What the exercise asks: Write out each line of the material again, word for word.

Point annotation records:
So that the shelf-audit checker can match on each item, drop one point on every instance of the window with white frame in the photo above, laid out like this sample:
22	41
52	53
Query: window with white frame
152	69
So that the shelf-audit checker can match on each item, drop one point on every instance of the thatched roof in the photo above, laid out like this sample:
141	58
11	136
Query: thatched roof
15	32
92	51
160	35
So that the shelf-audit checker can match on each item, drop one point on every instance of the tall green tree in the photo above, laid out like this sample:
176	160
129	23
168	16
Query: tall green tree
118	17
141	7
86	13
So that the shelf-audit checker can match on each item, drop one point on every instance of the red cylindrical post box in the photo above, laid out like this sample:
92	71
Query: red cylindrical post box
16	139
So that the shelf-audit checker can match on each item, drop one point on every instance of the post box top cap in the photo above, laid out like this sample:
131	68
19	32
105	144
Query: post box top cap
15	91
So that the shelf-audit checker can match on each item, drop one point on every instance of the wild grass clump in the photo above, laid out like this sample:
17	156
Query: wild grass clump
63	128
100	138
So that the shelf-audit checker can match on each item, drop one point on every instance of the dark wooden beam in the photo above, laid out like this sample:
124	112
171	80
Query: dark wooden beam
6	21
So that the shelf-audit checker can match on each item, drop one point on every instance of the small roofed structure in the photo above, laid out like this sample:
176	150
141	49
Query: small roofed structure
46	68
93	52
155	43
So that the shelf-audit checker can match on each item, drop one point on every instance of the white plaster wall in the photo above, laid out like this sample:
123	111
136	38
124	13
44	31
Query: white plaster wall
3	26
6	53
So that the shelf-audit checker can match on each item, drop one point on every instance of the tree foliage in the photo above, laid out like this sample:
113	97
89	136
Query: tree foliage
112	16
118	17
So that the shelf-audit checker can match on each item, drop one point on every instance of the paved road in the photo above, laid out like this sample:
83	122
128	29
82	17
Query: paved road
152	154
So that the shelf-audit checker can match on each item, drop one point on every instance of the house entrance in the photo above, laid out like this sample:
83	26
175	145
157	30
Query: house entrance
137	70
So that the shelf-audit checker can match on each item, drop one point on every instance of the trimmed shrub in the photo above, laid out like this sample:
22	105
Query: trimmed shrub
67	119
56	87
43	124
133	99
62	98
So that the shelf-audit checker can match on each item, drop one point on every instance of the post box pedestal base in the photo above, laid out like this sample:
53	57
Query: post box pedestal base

Written answer:
So that the shelf-audit checker can match on each item, drop one point on every instance of the window with white frame in the photo above, laid out like this sample:
22	41
52	53
Query: window with white frame
152	69
So that the shelf-audit checker can match on each item, drop one point on every instance of the thatched roof in the photo above, laid out like this sample:
141	58
11	136
Query: thatched roof
15	32
92	51
160	35
So that the shelf-audit checker can match on each item, drop one point on every instance of the tall green tree in the photo above, laid out like this sample:
176	160
129	23
168	16
Query: tall green tree
118	17
141	7
86	13
So that the shelf-audit checker can match on each item, drop one point on every instance of the red cylindrical post box in the photo above, laid out like this sample:
92	71
Query: red cylindrical post box
16	139
So that the shelf-audit checker can match on each item, drop one point on every instance of the post box top cap in the photo above, laid out like this sample:
131	68
19	32
105	144
Query: post box top cap
15	91
So that the shelf-audit checker can match on each item, drop one point on every instance of the wild grass clump in the photo above, laid out like this sample:
17	156
Query: wild grass clump
63	128
100	138
So that the shelf-audit checker can match on each item, drop one point on every instance of the dark wooden beam in the photo above, laid out like this sample:
124	112
171	80
Query: dark wooden beam
6	21
So that the shelf-audit checker can match on each item, drop one point on every instance of the small roofed structure in the photo above, laid out like this sample:
176	150
141	49
Query: small roofed structure
46	68
93	52
155	43
So that the shelf-audit checker can match on each item, drop one point on every instance of the white plaster wall in the photo above, laid out like this sample:
123	111
136	38
124	13
44	31
Query: white plaster wall
3	26
6	53
So that the shelf-audit checker can match on each item, drop one point on every instance of the tree foliage in the photo above, laid out like this sample:
113	97
89	136
Query: tree foliage
112	16
118	17
So that the shelf-audit checker can match on each item, drop one point on every instance of the paved road in the photo above, laid out like this sample:
83	122
128	29
82	17
Query: paved road
152	154
So that the shelf-audit checker can match on each item, drop one point on every instance of the house entrance in the photo above, laid out like this sample:
83	26
175	145
157	30
Query: house entrance
137	70
So that the shelf-audit checker can match on each item, drop one point on every instance of the trimmed shrub in the photo above, laid out like this sample:
22	105
Query: trimmed shrub
67	119
56	87
43	124
133	99
62	98
So that the shelf-audit checker can match on each item, drop one point on every instance of the post box pedestal base in the photo above, laid out like this sample:
53	57
Query: post box pedestal base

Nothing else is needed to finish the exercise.